(SOURCE MATERIAL)

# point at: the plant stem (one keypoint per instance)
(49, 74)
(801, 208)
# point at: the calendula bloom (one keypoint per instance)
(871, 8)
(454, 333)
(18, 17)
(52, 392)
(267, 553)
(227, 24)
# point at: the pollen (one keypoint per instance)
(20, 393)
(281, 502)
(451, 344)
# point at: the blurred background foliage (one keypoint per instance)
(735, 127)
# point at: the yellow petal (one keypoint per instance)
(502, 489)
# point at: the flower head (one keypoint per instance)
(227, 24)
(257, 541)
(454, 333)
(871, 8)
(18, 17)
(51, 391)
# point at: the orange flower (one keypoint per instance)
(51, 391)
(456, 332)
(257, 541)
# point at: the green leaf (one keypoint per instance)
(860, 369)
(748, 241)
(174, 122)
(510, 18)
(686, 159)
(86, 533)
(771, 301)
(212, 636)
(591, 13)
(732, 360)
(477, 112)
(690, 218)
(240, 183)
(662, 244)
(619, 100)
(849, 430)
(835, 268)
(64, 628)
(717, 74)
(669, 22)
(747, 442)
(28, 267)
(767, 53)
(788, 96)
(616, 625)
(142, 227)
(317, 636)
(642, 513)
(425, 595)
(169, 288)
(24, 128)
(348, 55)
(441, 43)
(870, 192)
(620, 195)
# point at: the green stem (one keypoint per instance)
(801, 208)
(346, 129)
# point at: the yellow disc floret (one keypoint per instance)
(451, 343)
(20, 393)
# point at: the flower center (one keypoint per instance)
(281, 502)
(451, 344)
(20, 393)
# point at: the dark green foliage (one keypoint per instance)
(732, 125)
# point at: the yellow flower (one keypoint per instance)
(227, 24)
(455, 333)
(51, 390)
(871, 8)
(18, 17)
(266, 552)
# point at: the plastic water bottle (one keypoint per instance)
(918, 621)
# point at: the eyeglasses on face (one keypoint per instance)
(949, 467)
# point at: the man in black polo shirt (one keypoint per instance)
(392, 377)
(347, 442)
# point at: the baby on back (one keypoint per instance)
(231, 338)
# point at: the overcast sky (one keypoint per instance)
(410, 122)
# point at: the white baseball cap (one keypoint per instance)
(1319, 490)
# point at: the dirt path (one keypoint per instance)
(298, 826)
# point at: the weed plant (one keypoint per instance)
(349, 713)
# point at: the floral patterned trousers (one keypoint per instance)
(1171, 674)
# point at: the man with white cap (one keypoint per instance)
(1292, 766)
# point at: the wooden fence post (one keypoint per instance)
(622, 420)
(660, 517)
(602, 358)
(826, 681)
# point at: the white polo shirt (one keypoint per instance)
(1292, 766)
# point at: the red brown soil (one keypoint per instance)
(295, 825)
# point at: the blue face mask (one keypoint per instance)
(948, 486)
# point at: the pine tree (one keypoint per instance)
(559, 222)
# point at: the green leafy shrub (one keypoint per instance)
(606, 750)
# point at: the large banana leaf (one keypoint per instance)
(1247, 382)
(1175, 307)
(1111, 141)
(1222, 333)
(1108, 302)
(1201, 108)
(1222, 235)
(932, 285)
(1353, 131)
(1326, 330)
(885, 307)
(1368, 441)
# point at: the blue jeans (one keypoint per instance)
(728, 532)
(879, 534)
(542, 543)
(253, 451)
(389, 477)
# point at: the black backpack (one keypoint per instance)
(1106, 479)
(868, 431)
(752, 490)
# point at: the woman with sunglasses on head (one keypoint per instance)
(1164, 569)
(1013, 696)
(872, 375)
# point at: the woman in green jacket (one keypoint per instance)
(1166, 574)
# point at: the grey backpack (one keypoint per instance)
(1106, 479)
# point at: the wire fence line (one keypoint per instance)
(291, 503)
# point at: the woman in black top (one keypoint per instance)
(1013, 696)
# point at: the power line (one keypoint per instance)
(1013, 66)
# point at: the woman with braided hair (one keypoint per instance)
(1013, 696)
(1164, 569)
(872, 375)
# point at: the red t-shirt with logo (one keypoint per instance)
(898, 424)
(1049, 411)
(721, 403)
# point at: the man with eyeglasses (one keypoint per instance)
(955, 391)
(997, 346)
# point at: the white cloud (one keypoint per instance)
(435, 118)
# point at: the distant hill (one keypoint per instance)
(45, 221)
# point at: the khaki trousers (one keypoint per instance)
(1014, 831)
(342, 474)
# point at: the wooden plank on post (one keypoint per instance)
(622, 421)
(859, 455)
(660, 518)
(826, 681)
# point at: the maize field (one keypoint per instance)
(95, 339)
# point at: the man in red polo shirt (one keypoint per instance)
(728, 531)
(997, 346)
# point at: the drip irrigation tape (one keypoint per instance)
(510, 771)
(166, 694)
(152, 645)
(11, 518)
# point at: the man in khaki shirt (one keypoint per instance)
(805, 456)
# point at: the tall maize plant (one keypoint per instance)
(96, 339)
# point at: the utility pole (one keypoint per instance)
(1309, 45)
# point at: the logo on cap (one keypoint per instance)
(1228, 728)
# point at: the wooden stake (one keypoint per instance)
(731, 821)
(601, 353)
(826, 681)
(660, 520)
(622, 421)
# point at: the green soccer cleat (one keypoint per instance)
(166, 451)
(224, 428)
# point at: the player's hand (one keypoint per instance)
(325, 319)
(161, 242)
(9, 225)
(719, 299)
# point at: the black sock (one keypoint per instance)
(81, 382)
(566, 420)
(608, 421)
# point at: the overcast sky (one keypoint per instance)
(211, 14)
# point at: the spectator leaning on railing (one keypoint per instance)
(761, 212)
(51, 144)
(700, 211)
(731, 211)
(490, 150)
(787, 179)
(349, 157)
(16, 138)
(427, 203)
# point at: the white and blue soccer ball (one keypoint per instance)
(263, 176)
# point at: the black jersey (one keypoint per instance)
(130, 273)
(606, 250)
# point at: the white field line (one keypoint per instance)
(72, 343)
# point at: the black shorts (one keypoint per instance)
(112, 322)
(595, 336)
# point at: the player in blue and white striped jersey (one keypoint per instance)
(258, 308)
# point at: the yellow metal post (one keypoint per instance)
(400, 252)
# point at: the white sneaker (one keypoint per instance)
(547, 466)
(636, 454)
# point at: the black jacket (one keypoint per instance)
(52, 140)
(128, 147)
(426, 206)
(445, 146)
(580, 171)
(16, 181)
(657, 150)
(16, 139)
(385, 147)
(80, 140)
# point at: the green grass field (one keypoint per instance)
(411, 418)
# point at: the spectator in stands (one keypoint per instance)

(End SOURCE MATERIAL)

**WORK ITEM**
Repeat all of the records exactly.

**WRITTEN ANSWER**
# point at: the plant stem (one keypoint per instance)
(49, 74)
(801, 208)
# point at: the calendula bloom (one keypoint per instance)
(871, 8)
(454, 333)
(18, 17)
(52, 392)
(267, 553)
(227, 24)
# point at: the pollen (one keypoint per instance)
(20, 393)
(281, 502)
(451, 344)
# point at: the blurred background foliage (one keypoint per instance)
(735, 127)
# point at: the yellow petal (one keypoint per instance)
(502, 489)
# point at: the flower head (one keypoint per instance)
(227, 24)
(257, 541)
(454, 333)
(871, 8)
(18, 17)
(51, 391)
# point at: the orange flower (one keypoint per instance)
(51, 391)
(456, 332)
(257, 541)
# point at: the green leaf (one keypoint per instance)
(860, 369)
(748, 241)
(174, 122)
(510, 18)
(686, 159)
(86, 533)
(771, 301)
(212, 636)
(591, 13)
(732, 360)
(477, 112)
(690, 218)
(240, 183)
(662, 244)
(619, 100)
(849, 430)
(835, 268)
(64, 628)
(717, 74)
(669, 22)
(747, 442)
(28, 267)
(767, 53)
(788, 96)
(616, 625)
(142, 227)
(317, 636)
(642, 513)
(425, 595)
(169, 288)
(24, 128)
(348, 55)
(441, 43)
(870, 192)
(620, 195)
# point at: the green stem (one keypoint per instance)
(801, 208)
(346, 129)
# point at: the yellow disc floret (one keypoint per instance)
(451, 343)
(20, 393)
# point at: the flower center (one keypoint per instance)
(281, 502)
(451, 344)
(20, 393)
# point at: the dark green foliage (one keypoint per instance)
(732, 125)
# point at: the yellow flower (one keypoint per instance)
(227, 24)
(455, 333)
(51, 390)
(871, 8)
(18, 17)
(266, 552)
# point at: the plastic water bottle (one keypoint per instance)
(918, 621)
# point at: the eyeglasses on face (one keypoint per instance)
(949, 467)
# point at: the man in black polo shirt (one keypoint per instance)
(392, 377)
(347, 442)
# point at: the baby on back (one keypoint per instance)
(231, 338)
# point at: the overcast sky (one keypoint per instance)
(410, 122)
# point at: the white baseball cap (one keypoint per instance)
(1319, 490)
# point at: the dirt path (one keypoint per instance)
(298, 826)
# point at: the weed plant (one keypoint per instance)
(349, 713)
# point at: the floral patterned trousers (one keypoint per instance)
(1171, 674)
# point at: the man with white cap (one keypoint per instance)
(1292, 766)
# point at: the wooden fence post (one keypoint per instance)
(622, 420)
(660, 517)
(602, 358)
(826, 681)
# point at: the white polo shirt (one keypoint per instance)
(1292, 766)
# point at: the red brown soil (one keypoint per instance)
(295, 825)
# point at: the blue face mask (one keypoint per instance)
(948, 486)
# point at: the pine tree (one keypoint per instance)
(559, 222)
# point at: the green leafy shrub (one keypoint per instance)
(606, 750)
# point at: the large banana leaf (one keypoint per instance)
(1247, 382)
(1175, 307)
(1111, 141)
(1222, 333)
(1108, 302)
(1201, 108)
(1222, 235)
(932, 285)
(1353, 131)
(1326, 330)
(885, 307)
(1368, 441)
# point at: the blue jeans (one keypoint per instance)
(728, 532)
(879, 534)
(542, 543)
(253, 451)
(389, 477)
# point at: the black backpack (one keypoint per instance)
(1106, 479)
(868, 431)
(752, 490)
# point at: the woman with sunglasses on head (one keypoint per instance)
(1164, 569)
(1013, 696)
(872, 375)
# point at: the woman in green jacket (one keypoint per instance)
(1166, 574)
# point at: the grey backpack (one keypoint per instance)
(1106, 479)
# point at: the wire fence line (one keypoint per instance)
(291, 503)
# point at: the woman in black top (one keypoint per instance)
(1013, 696)
# point at: the power line (one keypoint per instance)
(1013, 66)
# point at: the woman with braided hair (one keypoint per instance)
(1013, 696)
(1164, 569)
(872, 375)
# point at: the red t-shirt with logo (one keypoint per instance)
(898, 424)
(1049, 411)
(721, 403)
# point at: the man with eyeglasses (one keypoint per instance)
(955, 391)
(997, 346)
# point at: the white cloud (one keypoint per instance)
(435, 118)
# point at: the distant hill (one keypoint per instance)
(45, 221)
# point at: the khaki trousers (one keypoint per instance)
(1014, 831)
(342, 474)
# point at: the wooden plank on post (one keypoint per instance)
(622, 421)
(859, 455)
(660, 518)
(826, 681)
# point at: the maize field (one keypoint per instance)
(95, 339)
# point at: the man in red polo shirt (one keypoint per instance)
(728, 531)
(997, 346)
# point at: the drip irrigation tape (one keypoint per instance)
(510, 771)
(166, 694)
(152, 645)
(11, 518)
# point at: the man in khaki shirt (one keypoint per instance)
(805, 456)
# point at: the tall maize plant (one keypoint per instance)
(96, 339)
# point at: the utility pole (one keypoint per instance)
(1309, 45)
# point at: the logo on cap (one keypoint per instance)
(1228, 728)
# point at: the wooden stake (one keypoint per instance)
(731, 821)
(601, 353)
(826, 681)
(660, 520)
(622, 421)
# point at: the green soccer cleat (one keypoint per instance)
(166, 451)
(224, 428)
# point at: the player's hand (one keypoint per instance)
(325, 319)
(161, 242)
(9, 225)
(719, 299)
# point at: the black sock (one keypoint per instance)
(81, 382)
(566, 420)
(608, 421)
# point at: the overcast sky (one keypoint per instance)
(211, 14)
# point at: the spectator leaning on railing (one keypoint per instance)
(761, 212)
(51, 144)
(700, 211)
(731, 211)
(490, 150)
(787, 179)
(349, 157)
(16, 138)
(427, 203)
# point at: the white and blue soccer ball (one keypoint per instance)
(263, 176)
# point at: the black jersey (one keypoint per instance)
(130, 273)
(606, 250)
# point at: the white field line (one keypoint per instance)
(72, 343)
# point at: the black shorts (one keypoint per instance)
(112, 322)
(595, 336)
# point at: the player in blue and white striped jersey (one keypoint per instance)
(258, 308)
# point at: the yellow metal post (one keypoint per instance)
(400, 252)
# point at: the white sneaker (one keypoint per instance)
(547, 466)
(636, 454)
# point at: the black jacket (one keypoint per instance)
(52, 140)
(128, 147)
(426, 206)
(445, 146)
(580, 171)
(16, 181)
(657, 150)
(16, 139)
(385, 147)
(80, 140)
# point at: the green grass field (one keypoint per instance)
(411, 418)
# point at: the spectator in stands (one keypoint per instance)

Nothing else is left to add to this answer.